### Task prompt:
Write down exactly the lines of the listing below, beginning with the one containing "You are given a photograph. For the rock" and closing with the final line.

### Data for review:
- - -

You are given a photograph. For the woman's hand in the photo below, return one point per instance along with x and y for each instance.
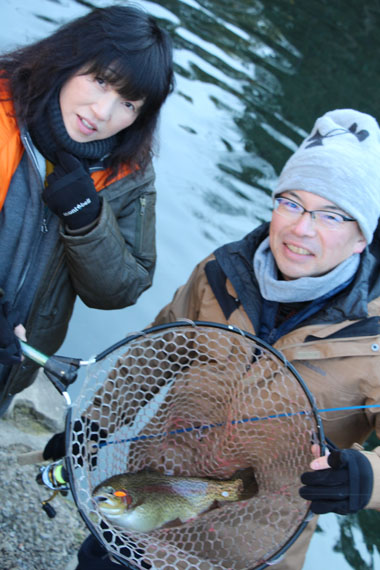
(70, 192)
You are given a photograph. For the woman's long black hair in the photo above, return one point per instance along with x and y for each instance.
(122, 44)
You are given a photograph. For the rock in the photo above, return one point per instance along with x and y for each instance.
(29, 540)
(41, 401)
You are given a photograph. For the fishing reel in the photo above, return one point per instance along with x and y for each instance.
(53, 476)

- - -

### Answer to the problem:
You are given a photograph. For the rock in the photo above, return one point per instance along with x and y for each instance.
(29, 540)
(41, 401)
You are given a photograph. For the fishing reel in the photo above, return one point per instance along with x and y for each instance.
(53, 476)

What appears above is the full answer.